** start of Rows **
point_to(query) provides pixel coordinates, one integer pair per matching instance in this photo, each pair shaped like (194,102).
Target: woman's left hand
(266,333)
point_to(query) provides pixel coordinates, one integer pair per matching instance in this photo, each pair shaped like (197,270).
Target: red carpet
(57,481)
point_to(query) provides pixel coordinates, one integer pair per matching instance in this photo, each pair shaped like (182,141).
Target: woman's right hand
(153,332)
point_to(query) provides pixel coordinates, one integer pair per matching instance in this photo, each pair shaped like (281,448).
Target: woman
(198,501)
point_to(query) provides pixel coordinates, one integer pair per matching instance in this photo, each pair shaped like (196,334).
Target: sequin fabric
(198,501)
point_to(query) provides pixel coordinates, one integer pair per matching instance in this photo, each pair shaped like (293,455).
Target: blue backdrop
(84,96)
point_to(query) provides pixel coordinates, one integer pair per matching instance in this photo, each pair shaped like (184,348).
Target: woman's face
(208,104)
** end of Rows **
** start of Rows **
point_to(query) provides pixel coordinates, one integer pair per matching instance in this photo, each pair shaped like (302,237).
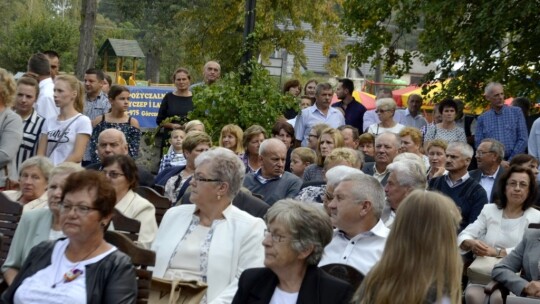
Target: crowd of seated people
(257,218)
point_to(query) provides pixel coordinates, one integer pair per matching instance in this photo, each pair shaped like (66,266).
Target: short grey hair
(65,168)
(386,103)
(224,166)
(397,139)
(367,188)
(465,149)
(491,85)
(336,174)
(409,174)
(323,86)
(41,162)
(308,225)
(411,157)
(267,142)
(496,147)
** end of Rows **
Filter the records above and copy every line that contains the string "matching", treating uppercase and lowercase letters as different.

point_to(query) provides pixel coordinates, one integer pair per matching instance in this photo, each pair shaped like (194,102).
point_to(query) provides pixel coordinates, one integer pair per matching instance in this photo, each pair shaped like (197,270).
point_to(query) provides pixel coordinates, one integer pair per matching instance in this photo, each pair shaped like (182,141).
point_to(query) provides pixel coordinates, one integer pair per matching instance in this photo, each pair shaped like (281,448).
point_to(query) provides pixel coordinates, one integer pair per matching instance in this photo, each pair shaped like (196,334).
point_to(query) provides pixel coordinates, one integer pair per matching instance in this photo, each pair shaped like (293,455).
point_to(query) provides pixel coordinates, one integer pair per matching instance in this photo, each pair shaped like (184,348).
point_to(query) provides pixel coordinates, one integer pair per matching instance in this photo, each pair shaped like (302,237).
point_to(query) provides pixel coordinates, one integer pair per matching instance in this photo, each pair shaped like (66,266).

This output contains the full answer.